Your instructions
Reproduce every one of the rows below, substituting "bounding rectangles" for each occurrence of "bounding boxes" and leaving all other text unchanged.

Bounding box annotation rows
===============
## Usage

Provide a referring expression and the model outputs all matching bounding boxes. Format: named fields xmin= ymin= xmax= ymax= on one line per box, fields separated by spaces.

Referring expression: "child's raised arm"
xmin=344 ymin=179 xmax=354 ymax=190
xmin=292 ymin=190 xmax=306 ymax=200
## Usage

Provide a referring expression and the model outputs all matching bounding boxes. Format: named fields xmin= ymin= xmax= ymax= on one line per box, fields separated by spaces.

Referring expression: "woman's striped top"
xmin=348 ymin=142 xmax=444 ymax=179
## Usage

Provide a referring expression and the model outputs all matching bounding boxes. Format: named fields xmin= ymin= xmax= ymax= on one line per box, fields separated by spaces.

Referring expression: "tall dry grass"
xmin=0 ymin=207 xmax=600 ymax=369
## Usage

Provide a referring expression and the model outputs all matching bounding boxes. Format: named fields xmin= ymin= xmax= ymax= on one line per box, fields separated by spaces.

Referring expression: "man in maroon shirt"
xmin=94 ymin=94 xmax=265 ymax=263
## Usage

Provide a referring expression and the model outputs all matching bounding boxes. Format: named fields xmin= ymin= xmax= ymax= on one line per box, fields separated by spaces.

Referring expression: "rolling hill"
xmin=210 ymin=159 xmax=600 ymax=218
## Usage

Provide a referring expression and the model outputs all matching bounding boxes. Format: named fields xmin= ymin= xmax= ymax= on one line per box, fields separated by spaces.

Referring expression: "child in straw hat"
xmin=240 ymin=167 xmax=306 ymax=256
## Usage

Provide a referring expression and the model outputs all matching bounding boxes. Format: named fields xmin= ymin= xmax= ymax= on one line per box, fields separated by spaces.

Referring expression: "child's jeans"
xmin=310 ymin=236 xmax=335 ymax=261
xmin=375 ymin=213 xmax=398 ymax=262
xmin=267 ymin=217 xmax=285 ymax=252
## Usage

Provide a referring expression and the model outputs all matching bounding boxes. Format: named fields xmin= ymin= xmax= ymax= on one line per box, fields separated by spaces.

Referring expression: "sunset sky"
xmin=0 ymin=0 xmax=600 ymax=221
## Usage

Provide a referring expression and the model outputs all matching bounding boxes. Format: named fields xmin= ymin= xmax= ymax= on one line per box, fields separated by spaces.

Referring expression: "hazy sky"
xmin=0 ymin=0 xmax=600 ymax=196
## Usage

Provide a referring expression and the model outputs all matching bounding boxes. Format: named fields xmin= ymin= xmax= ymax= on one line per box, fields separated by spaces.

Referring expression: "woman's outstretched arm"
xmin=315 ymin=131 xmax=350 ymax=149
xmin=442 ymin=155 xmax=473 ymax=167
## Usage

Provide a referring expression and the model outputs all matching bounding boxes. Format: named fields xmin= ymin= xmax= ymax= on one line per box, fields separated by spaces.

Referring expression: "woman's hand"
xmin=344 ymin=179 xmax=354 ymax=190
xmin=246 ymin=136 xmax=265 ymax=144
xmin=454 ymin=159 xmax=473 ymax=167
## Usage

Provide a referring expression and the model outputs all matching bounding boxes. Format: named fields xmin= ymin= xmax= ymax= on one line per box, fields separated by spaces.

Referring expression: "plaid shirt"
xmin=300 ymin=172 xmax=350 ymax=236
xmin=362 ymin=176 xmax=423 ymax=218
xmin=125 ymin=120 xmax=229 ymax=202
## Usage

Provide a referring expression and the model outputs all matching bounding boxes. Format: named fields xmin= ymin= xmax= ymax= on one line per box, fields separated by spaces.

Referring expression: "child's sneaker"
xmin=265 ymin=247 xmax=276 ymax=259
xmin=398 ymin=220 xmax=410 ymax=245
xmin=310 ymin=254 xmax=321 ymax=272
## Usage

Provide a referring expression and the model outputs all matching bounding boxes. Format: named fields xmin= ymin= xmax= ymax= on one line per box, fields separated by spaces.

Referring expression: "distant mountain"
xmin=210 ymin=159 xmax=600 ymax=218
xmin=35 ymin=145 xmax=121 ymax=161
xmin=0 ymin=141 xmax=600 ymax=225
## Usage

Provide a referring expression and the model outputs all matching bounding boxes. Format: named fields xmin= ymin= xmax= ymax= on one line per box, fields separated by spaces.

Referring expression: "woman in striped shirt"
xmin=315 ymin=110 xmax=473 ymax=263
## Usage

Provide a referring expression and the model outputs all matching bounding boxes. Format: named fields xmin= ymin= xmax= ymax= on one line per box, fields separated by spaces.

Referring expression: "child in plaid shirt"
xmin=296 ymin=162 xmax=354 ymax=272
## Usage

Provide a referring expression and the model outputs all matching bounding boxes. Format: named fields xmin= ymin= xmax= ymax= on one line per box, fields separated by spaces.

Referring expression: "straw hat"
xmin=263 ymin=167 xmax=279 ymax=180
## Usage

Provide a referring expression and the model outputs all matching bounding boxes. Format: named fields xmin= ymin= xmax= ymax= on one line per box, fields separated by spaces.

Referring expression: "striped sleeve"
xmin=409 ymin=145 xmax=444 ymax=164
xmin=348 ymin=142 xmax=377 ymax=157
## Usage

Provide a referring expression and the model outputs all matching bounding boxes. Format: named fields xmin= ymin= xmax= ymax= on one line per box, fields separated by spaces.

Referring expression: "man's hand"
===============
Response to this task
## Usage

Provide a referring expression and the model outputs all matching bounding rectangles. Format: named fields xmin= ymin= xmax= ymax= on one line per box, fields separated by spaces.

Referring expression: "child's raised arm"
xmin=344 ymin=179 xmax=354 ymax=190
xmin=292 ymin=190 xmax=306 ymax=200
## Usage

Provide a referring expression and the model outputs all matching bounding rectangles. Format: named fields xmin= ymin= xmax= ymax= on one line per box, fields separated by spaces.

Referring expression: "woman's striped top"
xmin=348 ymin=142 xmax=444 ymax=179
## Usage

Provide a referring expression and the model outputs all matching bounding rectangles. Format: named fields xmin= ymin= xmax= ymax= on one line per box, fields separated by spaces.

Referring expression: "tall dry grass"
xmin=0 ymin=207 xmax=600 ymax=369
## Usage

Provide a referring expression and the model outputs all matching bounding rectangles. Format: named fields xmin= ymin= xmax= ymax= on one line per box, fields separated by spaces.

Referring expression: "man in maroon shirt"
xmin=94 ymin=94 xmax=265 ymax=263
## Usage

Provide a referring expression and the model outputs all matching bounding rectangles. Format: named fields xmin= ymin= xmax= ymax= on one line per box, fields separated by spaces.

Referring expression: "rolling hill"
xmin=210 ymin=159 xmax=600 ymax=218
## Usage

Provide a referring expression and the model outputs all matching bounding rectangles. Format: named fields xmin= ymin= xmax= ymax= on one line per box, fields separated by spaces.

Referring expression: "child in straw hat"
xmin=240 ymin=167 xmax=306 ymax=256
## Usage

Provide a referring expression and the model outputs all matching bounding rectangles. Format: named fields xmin= ymin= xmax= ymax= on one line per box, fields separated by spaces.

Referring expression: "child's jeans"
xmin=310 ymin=236 xmax=335 ymax=261
xmin=375 ymin=213 xmax=398 ymax=262
xmin=267 ymin=217 xmax=285 ymax=252
## Usage

Provide a referring expression and the model outputs all matching bounding rectangles. Format: named fields xmin= ymin= xmax= ymax= on one line per box, fields separated by spaces.

Referring expression: "sunset sky"
xmin=0 ymin=0 xmax=600 ymax=221
## Usage

Provide a referring expression and the model outputs all matching bounding rectangles. Format: named fields xmin= ymin= xmax= ymax= on one line per box, fields separated by spaces.

Referring expression: "hazy sky"
xmin=0 ymin=0 xmax=600 ymax=196
## Usage

Provide a referring expression and the model outputs all matching bounding rectangles. Format: named fields xmin= ymin= xmax= ymax= on one line per box, fields separated by spaces.

Referring expression: "woman's outstretched arm"
xmin=315 ymin=131 xmax=350 ymax=149
xmin=442 ymin=155 xmax=473 ymax=167
## Usage

Provide a referring expression and the model outputs all matching bounding rectangles. Format: named fields xmin= ymin= xmax= ymax= on one line per box, fields separated by spaces.

Referring expression: "woman's hand"
xmin=344 ymin=179 xmax=354 ymax=190
xmin=246 ymin=136 xmax=265 ymax=144
xmin=454 ymin=159 xmax=473 ymax=167
## Usage

Provide a referring expression and the model outputs all matching bounding rectangles. Format: named fields xmin= ymin= xmax= ymax= on one line per box, fields separated by spaces.

Referring expression: "plaid shirt"
xmin=300 ymin=172 xmax=350 ymax=236
xmin=362 ymin=176 xmax=423 ymax=218
xmin=125 ymin=120 xmax=229 ymax=202
## Usage

Provide a referring expression and the model outputs all matching bounding rectangles. Format: named fields xmin= ymin= xmax= ymax= on one line per box, fields separated by spaces.

Referring expression: "child's sneaker"
xmin=265 ymin=247 xmax=276 ymax=259
xmin=398 ymin=220 xmax=410 ymax=245
xmin=310 ymin=254 xmax=321 ymax=272
## Usage

Provide a referring expression and the model outputs all matching bounding rectangles. Format: named fields xmin= ymin= xmax= ymax= on one line per box, fields separated by spaces.

Referring expression: "distant mountain"
xmin=210 ymin=159 xmax=600 ymax=218
xmin=35 ymin=145 xmax=121 ymax=161
xmin=0 ymin=141 xmax=600 ymax=225
## Usage

Provide a referring expression and the model outputs all matching bounding rectangles. Format: named fields xmin= ymin= xmax= ymax= on one line per box, fields separated by spaces.

Referring expression: "woman in striped shirt"
xmin=315 ymin=110 xmax=473 ymax=263
## Usage

Provide a referring expression and the model outputs all matching bounding rectangles. Format: named fields xmin= ymin= xmax= ymax= on one line per box, fields separated by spaces.

Referring expression: "child in plaid shirt"
xmin=296 ymin=162 xmax=354 ymax=272
## Usage

Provide a referring expression and the model outputs all matching bounding rectangles. Format: named fields xmin= ymin= xmax= ymax= on one line per box, fields separated by spaces.

Referring expression: "straw hat"
xmin=263 ymin=167 xmax=279 ymax=180
## Usage

Provide a referring expression and the model outputs all matching bounding rectangles. Format: named fields xmin= ymin= xmax= ymax= on one line per box, fields separated by spaces.

Referring expression: "striped sleeve"
xmin=409 ymin=145 xmax=444 ymax=164
xmin=348 ymin=142 xmax=377 ymax=157
## Usage

Provide a referring expression and the model outputs all matching bounding rectangles. Format: named fields xmin= ymin= xmax= ymax= on one line per box, fields separated by spaces.

Referring expression: "man's hand"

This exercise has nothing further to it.